-- start --

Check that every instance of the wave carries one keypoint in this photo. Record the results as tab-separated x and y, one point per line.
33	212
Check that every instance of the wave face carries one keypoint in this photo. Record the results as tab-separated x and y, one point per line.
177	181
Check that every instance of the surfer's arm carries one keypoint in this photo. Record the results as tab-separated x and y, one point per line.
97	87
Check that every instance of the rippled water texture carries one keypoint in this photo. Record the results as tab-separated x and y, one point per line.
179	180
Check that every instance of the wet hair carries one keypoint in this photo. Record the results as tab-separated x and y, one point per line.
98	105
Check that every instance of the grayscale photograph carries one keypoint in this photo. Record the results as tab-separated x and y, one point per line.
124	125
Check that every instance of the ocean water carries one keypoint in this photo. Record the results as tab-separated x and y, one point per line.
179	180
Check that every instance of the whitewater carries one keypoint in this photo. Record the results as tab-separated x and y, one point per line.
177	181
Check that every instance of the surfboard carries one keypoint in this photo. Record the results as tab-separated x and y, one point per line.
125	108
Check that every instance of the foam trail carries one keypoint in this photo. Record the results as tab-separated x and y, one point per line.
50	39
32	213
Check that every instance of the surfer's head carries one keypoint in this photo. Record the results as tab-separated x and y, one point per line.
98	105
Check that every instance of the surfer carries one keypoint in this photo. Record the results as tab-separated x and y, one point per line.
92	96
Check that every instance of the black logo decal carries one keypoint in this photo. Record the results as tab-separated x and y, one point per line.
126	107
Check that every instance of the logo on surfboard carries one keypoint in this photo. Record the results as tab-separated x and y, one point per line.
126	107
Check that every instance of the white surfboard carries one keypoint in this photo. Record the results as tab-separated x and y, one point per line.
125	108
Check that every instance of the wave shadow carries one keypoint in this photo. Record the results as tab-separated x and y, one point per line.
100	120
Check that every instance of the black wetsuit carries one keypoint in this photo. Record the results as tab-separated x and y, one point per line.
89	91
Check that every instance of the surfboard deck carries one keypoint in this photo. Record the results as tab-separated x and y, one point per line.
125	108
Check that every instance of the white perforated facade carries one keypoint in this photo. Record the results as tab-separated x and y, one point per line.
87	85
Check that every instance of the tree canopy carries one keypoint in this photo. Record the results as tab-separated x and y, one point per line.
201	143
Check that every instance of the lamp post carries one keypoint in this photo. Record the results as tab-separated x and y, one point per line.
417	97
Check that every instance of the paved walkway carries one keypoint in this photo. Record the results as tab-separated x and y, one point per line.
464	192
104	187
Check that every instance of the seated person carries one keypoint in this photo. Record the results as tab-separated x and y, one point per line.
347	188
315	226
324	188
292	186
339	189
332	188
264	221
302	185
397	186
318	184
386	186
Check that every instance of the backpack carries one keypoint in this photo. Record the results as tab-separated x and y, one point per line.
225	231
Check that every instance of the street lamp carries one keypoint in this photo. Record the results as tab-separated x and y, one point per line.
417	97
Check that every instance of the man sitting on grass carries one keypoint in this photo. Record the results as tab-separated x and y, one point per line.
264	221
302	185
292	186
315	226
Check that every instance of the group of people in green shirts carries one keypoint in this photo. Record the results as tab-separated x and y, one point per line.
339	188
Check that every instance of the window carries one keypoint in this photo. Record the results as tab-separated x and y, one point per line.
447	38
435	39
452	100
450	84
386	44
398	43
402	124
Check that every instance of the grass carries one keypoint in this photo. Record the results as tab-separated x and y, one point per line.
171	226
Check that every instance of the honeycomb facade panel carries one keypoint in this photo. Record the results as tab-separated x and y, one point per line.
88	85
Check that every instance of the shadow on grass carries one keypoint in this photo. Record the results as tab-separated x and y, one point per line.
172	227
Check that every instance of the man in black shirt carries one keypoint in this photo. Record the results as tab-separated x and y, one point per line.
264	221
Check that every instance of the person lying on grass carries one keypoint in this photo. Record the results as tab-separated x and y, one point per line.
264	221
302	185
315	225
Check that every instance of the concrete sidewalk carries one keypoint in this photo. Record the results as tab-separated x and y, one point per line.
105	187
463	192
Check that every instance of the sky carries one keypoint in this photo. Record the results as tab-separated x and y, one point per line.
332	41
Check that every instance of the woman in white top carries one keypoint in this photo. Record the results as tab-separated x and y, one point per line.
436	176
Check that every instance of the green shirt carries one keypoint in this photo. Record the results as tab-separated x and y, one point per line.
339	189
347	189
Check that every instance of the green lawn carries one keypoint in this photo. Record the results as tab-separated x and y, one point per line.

-- end --

__WORK TO BE COMPLETED__
Copy every one of the lines above word for word, without changing anything.

__CORRECT ANSWER__
Check that every instance of the wave carries one keypoint in this photo. Record the results as tab-separated x and y, one point per line.
33	212
Check that every instance of the wave face carries one keypoint in this photo. Record the results as tab-separated x and y, one point per line.
177	181
Check that every instance of the surfer's arm carries one keypoint in this photo. Record the results as tab-separated x and y, one point per line.
97	87
Check that every instance of the rippled water texture carries one keypoint in this photo. Record the results as tab-separated x and y, one point per line.
179	180
Check that every instance of the wet hair carries one keypoint in this photo. Record the results as tab-separated x and y, one point per line.
98	105
Check that every instance of the grayscale photograph carries one keypoint in this photo. Record the results as tab-separated x and y, one point per line.
124	125
Check that every instance of the ocean water carries one keypoint in this photo. Record the results as tab-separated x and y, one point per line.
179	180
Check that every instance of the whitewater carries one keypoint in this photo. Record the results as tab-separated x and y, one point per line.
177	181
Check that every instance of the surfboard carries one keypoint in this photo. Record the results as tab-separated x and y, one point per line.
125	108
Check that every instance of the foam trail carries one keypoint in this photo. Record the results as tab-separated x and y, one point per line.
50	39
32	213
Check that every instance of the surfer's head carries one keypoint in this photo. Record the results as tab-separated x and y, one point per line.
98	105
Check that every instance of the surfer carries one keypoint in this photo. Record the results as tab-separated x and y, one point per line.
92	96
Check that every instance of the black logo decal carries one keypoint in this photo. Record the results as tab-separated x and y, one point per line.
126	107
Check that every instance of the logo on surfboard carries one keypoint in this photo. Record the results as tab-separated x and y, one point per line.
126	107
Check that every instance of the white surfboard carries one keypoint in this photo. Record the results as tab-separated x and y, one point per line.
125	108
Check that every instance of the wave shadow carries one keypoint in this photo. Record the results as tab-separated x and y, one point per line.
100	120
Check that every instance of the black wetsuit carries one keypoint in this photo. Record the results as tab-separated x and y, one point per line.
89	91
Check that every instance of the surfboard deck carries one keypoint in this photo. Record the results as tab-separated x and y, one point per line.
125	108
Check that every instance of the white perforated facade carries one keypoint in this photo. Record the results as tab-separated x and y, one point per line.
87	85
Check that every instance of the tree canopy carries one keypoint in this photo. Record the results as tab-separated x and y, one point per line.
201	143
Check that every instance of the lamp post carries one keypoint in this photo. Record the results as tab-separated x and y, one point per line.
417	97
Check that every instance of the paved walkway carries one keypoint in this photo. Record the results as tab-separated x and y, one point per line.
464	192
104	187
Check that every instance of the seated person carries one keypoint in this photo. Record the results as tab-separated x and y, one point per line.
347	188
315	226
324	188
292	186
339	189
332	188
264	221
302	185
397	186
318	184
386	186
Check that every instance of the backpack carries one keypoint in this photo. Record the results as tab-separated x and y, one point per line.
225	231
Check that every instance of the street lamp carries one keypoint in this photo. Record the results as tab-separated x and y, one point per line.
417	97
Check that every instance of the man sitting on grass carries one keypoint in this photo. Record the results as tab-separated x and y, one point per line.
264	221
302	185
292	186
315	226
Check that every instance of the group of people in green shirts carries one keypoint in this photo. Record the results as tab-separated x and y, one point per line.
339	188
Check that every instance of the window carries one keypoint in this photo. Record the results as tab-separated x and y, one point per line.
447	38
435	39
452	100
450	84
386	44
398	43
402	124
Check that every instance of the grass carries one keypoint in this photo. Record the results as tab-separated x and y, one point per line.
171	226
Check that every instance of the honeycomb facade panel carries one keypoint in this photo. Record the results as tab-separated x and y, one point per line.
88	85
Check that every instance of the shadow on grass carries one keypoint in this photo. Record the results as tab-separated x and y, one point per line.
172	227
Check that every instance of the man in black shirt carries one keypoint in this photo. Record the results as tab-separated x and y, one point per line.
264	221
Check that every instance of the person lying on grass carries one keypoint in this photo. Record the results as tab-separated x and y, one point per line.
264	221
302	185
315	225
Check that every instance of the concrete sidewalk carries one keypoint in this photo. Record the results as tab-separated x and y, one point per line.
105	187
463	192
Check that every instance of the sky carries one keypoint in this photo. Record the results as tab-separated x and y, one point per line.
332	41
Check that every instance of the woman in white top carries one keypoint in this photo. Record the results as tab-separated x and y, one point per line.
436	176
Check that every instance of the green shirt carries one keypoint in this photo. Record the results as tab-separated x and y, one point per line.
339	189
347	189
Check that every instance of the green lawn carries one keypoint in this photo. Record the results as tab-separated x and y, one point per line.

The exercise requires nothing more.